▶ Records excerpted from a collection
════
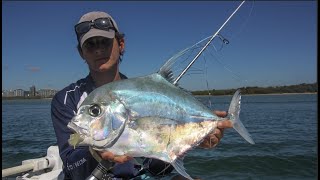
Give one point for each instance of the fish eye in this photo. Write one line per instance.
(95, 110)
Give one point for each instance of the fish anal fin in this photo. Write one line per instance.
(178, 166)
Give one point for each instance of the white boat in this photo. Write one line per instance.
(45, 168)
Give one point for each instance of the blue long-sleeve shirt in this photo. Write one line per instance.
(79, 163)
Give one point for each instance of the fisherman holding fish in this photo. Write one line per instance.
(101, 45)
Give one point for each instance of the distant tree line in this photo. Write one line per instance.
(300, 88)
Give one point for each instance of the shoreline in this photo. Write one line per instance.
(263, 94)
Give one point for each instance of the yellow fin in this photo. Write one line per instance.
(75, 139)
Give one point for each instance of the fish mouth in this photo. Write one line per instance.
(73, 127)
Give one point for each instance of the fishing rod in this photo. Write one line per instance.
(204, 47)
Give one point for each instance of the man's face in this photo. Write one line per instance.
(101, 53)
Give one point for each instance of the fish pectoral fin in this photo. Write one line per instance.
(178, 166)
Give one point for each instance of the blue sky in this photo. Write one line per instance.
(271, 43)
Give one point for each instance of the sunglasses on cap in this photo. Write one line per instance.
(100, 23)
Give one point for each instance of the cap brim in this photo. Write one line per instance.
(97, 32)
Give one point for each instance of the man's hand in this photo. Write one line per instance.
(107, 155)
(214, 138)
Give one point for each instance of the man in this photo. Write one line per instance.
(101, 45)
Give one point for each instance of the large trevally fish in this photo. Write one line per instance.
(148, 117)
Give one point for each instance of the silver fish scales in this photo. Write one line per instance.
(149, 116)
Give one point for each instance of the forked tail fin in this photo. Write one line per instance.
(233, 113)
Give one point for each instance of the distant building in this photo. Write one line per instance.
(47, 93)
(7, 93)
(32, 91)
(18, 92)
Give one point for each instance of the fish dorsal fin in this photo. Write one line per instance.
(167, 74)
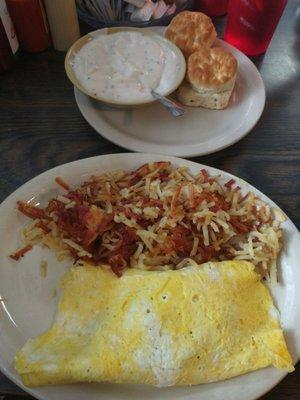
════
▶ WHAT YOU HAVE TO DO
For this task, give again exactly the lines from the line with "Give one point for each instance of the fish dorsal" through the end of the entries, including both ends, and omit the pictures.

▶ ANSWER TO THIS PROBLEM
Give one point for each instance of the fish dorsal fin in this photo. Write one line per instance.
(167, 74)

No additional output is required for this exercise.